* INSTRUCTIONS FOR THE TASK: Pick out each line in the records below that contains the word "every" and copy those lines.

* DATA TO USE:

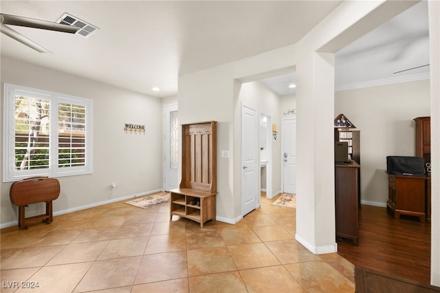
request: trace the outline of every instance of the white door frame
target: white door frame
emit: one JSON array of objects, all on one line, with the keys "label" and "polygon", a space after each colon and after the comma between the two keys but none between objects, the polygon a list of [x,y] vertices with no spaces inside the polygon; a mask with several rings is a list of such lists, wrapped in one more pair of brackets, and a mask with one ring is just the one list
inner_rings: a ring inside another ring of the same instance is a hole
[{"label": "white door frame", "polygon": [[[285,129],[284,129],[284,122],[286,120],[296,120],[296,116],[292,117],[285,117],[281,119],[281,188],[283,193],[285,192],[284,190],[284,183],[285,183],[285,173],[284,173],[284,153],[285,151],[284,149],[284,140],[286,138]],[[296,140],[296,138],[295,138]]]},{"label": "white door frame", "polygon": [[[169,129],[170,129],[170,113],[178,111],[177,104],[168,104],[164,105],[164,171],[163,171],[163,188],[164,191],[167,189],[171,189],[171,188],[168,188],[170,184],[167,184],[167,182],[170,180],[175,180],[175,188],[179,187],[179,169],[173,169],[170,170],[169,166],[170,162],[170,135],[169,135]],[[170,177],[170,174],[173,173],[172,177]]]},{"label": "white door frame", "polygon": [[[254,208],[258,208],[260,207],[260,202],[261,202],[261,196],[257,196],[258,195],[258,194],[260,193],[260,180],[258,179],[258,174],[260,174],[259,172],[259,166],[260,166],[260,162],[259,162],[259,158],[260,156],[258,155],[258,152],[259,152],[259,146],[260,144],[258,143],[258,133],[259,133],[259,116],[258,115],[258,111],[257,111],[256,109],[242,104],[241,105],[241,133],[243,134],[243,109],[244,108],[248,108],[252,111],[254,111],[255,112],[255,118],[256,118],[256,121],[255,121],[255,131],[256,131],[256,136],[255,136],[255,141],[254,142],[254,147],[255,148],[255,158],[254,158],[255,162],[254,162],[254,166],[252,166],[252,167],[254,169],[254,173],[255,174],[255,177],[254,177],[254,182],[252,182],[253,184],[254,184],[253,189],[255,191],[255,194],[254,195],[254,196],[255,197],[255,198],[254,198],[254,203],[255,203],[255,206],[254,206]],[[248,210],[245,210],[245,197],[244,197],[244,182],[245,182],[245,178],[244,178],[244,168],[245,168],[245,158],[244,156],[243,155],[243,135],[241,135],[241,215],[244,216],[245,215],[247,215],[248,213],[249,213],[250,211],[248,211]],[[258,194],[257,194],[258,193]]]},{"label": "white door frame", "polygon": [[[260,116],[261,116],[262,115],[264,115],[267,118],[267,131],[266,132],[266,148],[267,153],[267,164],[266,164],[266,197],[272,199],[274,197],[272,191],[272,166],[274,162],[274,158],[272,155],[272,116],[265,114],[264,112],[260,112]],[[258,141],[260,140],[258,140]],[[260,169],[261,169],[261,160],[260,160],[258,162],[258,166]]]}]

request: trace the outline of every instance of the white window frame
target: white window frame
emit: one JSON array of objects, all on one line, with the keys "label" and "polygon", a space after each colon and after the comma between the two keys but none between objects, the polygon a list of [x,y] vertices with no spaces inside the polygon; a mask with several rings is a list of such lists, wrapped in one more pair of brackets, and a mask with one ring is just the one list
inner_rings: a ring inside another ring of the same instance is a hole
[{"label": "white window frame", "polygon": [[[15,96],[21,93],[50,101],[50,166],[47,169],[16,170],[15,166]],[[58,103],[67,102],[85,107],[85,162],[84,166],[58,167]],[[85,98],[54,93],[17,85],[3,87],[3,182],[16,181],[31,176],[63,177],[93,173],[93,100]]]}]

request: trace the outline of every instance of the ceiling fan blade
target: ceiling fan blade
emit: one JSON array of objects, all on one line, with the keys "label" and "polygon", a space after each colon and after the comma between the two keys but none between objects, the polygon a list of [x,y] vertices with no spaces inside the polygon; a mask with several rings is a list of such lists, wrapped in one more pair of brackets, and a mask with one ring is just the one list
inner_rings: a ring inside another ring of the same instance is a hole
[{"label": "ceiling fan blade", "polygon": [[54,30],[56,32],[74,34],[78,30],[76,26],[63,25],[52,21],[41,21],[30,19],[28,17],[17,17],[16,15],[1,13],[1,24],[25,26],[28,28],[40,28],[43,30]]},{"label": "ceiling fan blade", "polygon": [[1,24],[0,28],[1,29],[1,32],[5,34],[6,36],[10,36],[14,40],[18,41],[19,42],[27,45],[28,47],[30,47],[31,48],[39,52],[40,53],[51,53],[50,51],[45,49],[36,43],[32,41],[23,34],[14,31],[14,30],[7,25],[5,25],[4,24]]}]

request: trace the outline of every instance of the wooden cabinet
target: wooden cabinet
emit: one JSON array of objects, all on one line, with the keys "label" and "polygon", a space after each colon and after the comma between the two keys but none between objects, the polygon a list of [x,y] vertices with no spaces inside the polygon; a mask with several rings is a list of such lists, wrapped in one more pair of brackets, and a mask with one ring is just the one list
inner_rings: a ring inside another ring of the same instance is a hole
[{"label": "wooden cabinet", "polygon": [[417,117],[415,121],[415,156],[423,158],[428,163],[425,182],[425,213],[426,221],[431,221],[431,118]]},{"label": "wooden cabinet", "polygon": [[388,175],[388,200],[387,206],[391,209],[395,219],[400,215],[418,217],[425,222],[424,176]]},{"label": "wooden cabinet", "polygon": [[335,166],[336,237],[359,243],[359,171],[356,162]]},{"label": "wooden cabinet", "polygon": [[217,122],[182,125],[182,181],[170,191],[170,217],[200,223],[215,221]]},{"label": "wooden cabinet", "polygon": [[349,155],[351,160],[360,163],[360,131],[349,129],[335,129],[335,142],[347,142]]},{"label": "wooden cabinet", "polygon": [[415,156],[431,162],[431,118],[418,117],[415,121]]}]

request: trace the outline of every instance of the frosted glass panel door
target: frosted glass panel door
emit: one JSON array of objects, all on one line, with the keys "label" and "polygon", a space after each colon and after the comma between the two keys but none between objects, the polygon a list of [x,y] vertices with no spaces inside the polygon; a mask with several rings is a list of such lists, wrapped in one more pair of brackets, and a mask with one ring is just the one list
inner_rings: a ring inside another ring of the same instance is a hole
[{"label": "frosted glass panel door", "polygon": [[179,175],[179,122],[177,105],[164,107],[164,188],[178,187]]}]

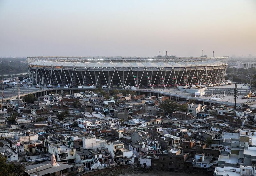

* TASK RESULT:
request: trace the outline of every instance of the white door frame
request: trace the outline of every instance of the white window frame
request: trace the outline of every instance of the ceiling fan blade
request: trace the outline of every instance of the wooden cabinet
request: trace the outline of every instance of the frosted glass panel door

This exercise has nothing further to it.